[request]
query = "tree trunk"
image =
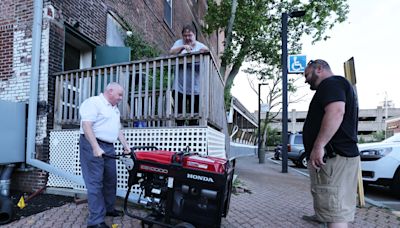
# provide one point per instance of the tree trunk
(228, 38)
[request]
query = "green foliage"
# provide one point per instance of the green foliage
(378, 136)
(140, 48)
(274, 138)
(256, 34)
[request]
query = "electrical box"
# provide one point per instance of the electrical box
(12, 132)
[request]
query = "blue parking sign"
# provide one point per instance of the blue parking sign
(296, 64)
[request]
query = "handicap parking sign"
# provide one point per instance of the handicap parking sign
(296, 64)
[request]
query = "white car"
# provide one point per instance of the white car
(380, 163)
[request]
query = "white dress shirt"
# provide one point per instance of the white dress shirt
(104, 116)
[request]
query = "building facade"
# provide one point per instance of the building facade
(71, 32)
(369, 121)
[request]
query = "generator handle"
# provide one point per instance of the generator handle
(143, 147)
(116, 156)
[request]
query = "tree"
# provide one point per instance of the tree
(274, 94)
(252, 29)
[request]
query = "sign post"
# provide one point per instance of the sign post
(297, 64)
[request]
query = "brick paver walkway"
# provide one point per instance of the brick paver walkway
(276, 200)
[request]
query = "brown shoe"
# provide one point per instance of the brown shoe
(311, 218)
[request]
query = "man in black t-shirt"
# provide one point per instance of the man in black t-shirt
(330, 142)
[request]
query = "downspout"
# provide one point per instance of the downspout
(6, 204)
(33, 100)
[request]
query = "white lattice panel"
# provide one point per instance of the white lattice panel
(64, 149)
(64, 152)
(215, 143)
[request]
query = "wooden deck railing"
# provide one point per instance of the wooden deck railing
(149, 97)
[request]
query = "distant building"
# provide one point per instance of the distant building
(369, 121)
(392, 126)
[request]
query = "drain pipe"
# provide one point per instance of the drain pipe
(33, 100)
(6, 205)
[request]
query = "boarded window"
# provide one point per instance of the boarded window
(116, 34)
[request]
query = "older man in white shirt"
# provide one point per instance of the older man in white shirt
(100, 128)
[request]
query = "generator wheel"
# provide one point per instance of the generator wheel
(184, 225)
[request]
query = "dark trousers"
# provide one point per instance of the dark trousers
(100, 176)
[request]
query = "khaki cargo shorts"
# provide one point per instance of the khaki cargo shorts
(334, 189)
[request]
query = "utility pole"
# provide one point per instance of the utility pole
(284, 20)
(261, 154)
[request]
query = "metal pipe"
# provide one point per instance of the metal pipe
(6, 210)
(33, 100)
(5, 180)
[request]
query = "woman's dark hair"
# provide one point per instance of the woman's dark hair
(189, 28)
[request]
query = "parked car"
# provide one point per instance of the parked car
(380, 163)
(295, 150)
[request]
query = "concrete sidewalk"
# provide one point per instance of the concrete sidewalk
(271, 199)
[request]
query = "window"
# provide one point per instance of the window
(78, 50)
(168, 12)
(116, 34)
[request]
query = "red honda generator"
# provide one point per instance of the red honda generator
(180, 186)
######
• **Exercise instructions**
Quote the material word for word, dropping any images it holds.

• **Task output**
[request]
query = "tree trunk"
image =
# provide one point per instance of the tree trunk
(228, 38)
[request]
query = "green foliage"
# provide one point per instance of the green foliage
(378, 136)
(140, 48)
(274, 138)
(256, 34)
[request]
query = "electrical box"
# provide one point per instance of the electrical box
(12, 132)
[request]
query = "blue parking sign"
# provide one point per instance of the blue parking sign
(296, 64)
[request]
query = "handicap parking sign"
# provide one point per instance of the handicap parking sign
(296, 64)
[request]
query = "white car"
# provide one point per instance of the white car
(380, 163)
[request]
query = "white dress shirt"
# provide one point per instance of the white dress shirt
(104, 116)
[request]
query = "building facade"
# provide one point per instance of the building facade
(71, 32)
(369, 121)
[request]
query = "generator handle"
# provide one point per instance of the generator handle
(143, 147)
(116, 156)
[request]
query = "tree"
# provide one point per instance of the tree
(274, 94)
(252, 29)
[request]
query = "sign post"
# provide one point per instance of the sign post
(297, 64)
[request]
query = "brick paver walkway"
# provide one point per instance of the brick paver walkway
(276, 200)
[request]
query = "brown shoe"
# provide one point per instance of the brown shoe
(311, 218)
[request]
query = "man in black t-shirt"
# provide one point per instance of the man in black t-shirt
(330, 142)
[request]
query = "downspout"
# provide one point per instance of the downspout
(6, 204)
(33, 100)
[request]
query = "white lattice panel"
# provide one point per instance of the white lattice panel
(64, 149)
(64, 152)
(215, 143)
[request]
query = "wooden deck railing"
# provide one point per instance of the wooden deck railing
(149, 97)
[request]
query = "distant building"
# provide one point per instance of the distant building
(369, 121)
(392, 126)
[request]
query = "drain pipe"
# provide one point per instance of the drain pipe
(33, 100)
(6, 205)
[request]
query = "boarded window"
# provide one point per instance of the boarded window
(116, 34)
[request]
query = "older man in white shirt"
# provide one point per instance of the older man in white shirt
(100, 128)
[request]
query = "generator wheel"
# provide one point per instance of the generator wheel
(184, 225)
[request]
query = "dark trousers"
# provide one point per instance of the dark trousers
(100, 176)
[request]
query = "khaki cargo shorts"
# provide one point per instance of the khaki cargo shorts
(334, 189)
[request]
query = "utility pole"
# provide one point per instance of the utility pole
(284, 20)
(261, 154)
[request]
query = "metal pipe"
# provide one point per instance of the metal pipe
(6, 210)
(33, 100)
(5, 180)
[request]
query = "woman's dark hair"
# provide one point per instance of the woman's dark hair
(189, 28)
[request]
query = "parked car"
# provide one point per instance of the parked car
(380, 163)
(295, 150)
[request]
query = "concrete sidewalk"
# provide one point per instance of the concrete sidewalk
(271, 199)
[request]
query = "window"
# provide one point per instance of the window
(78, 50)
(168, 12)
(116, 34)
[request]
query = "red honda generator"
# provide one point per instance of the red honda generator
(180, 186)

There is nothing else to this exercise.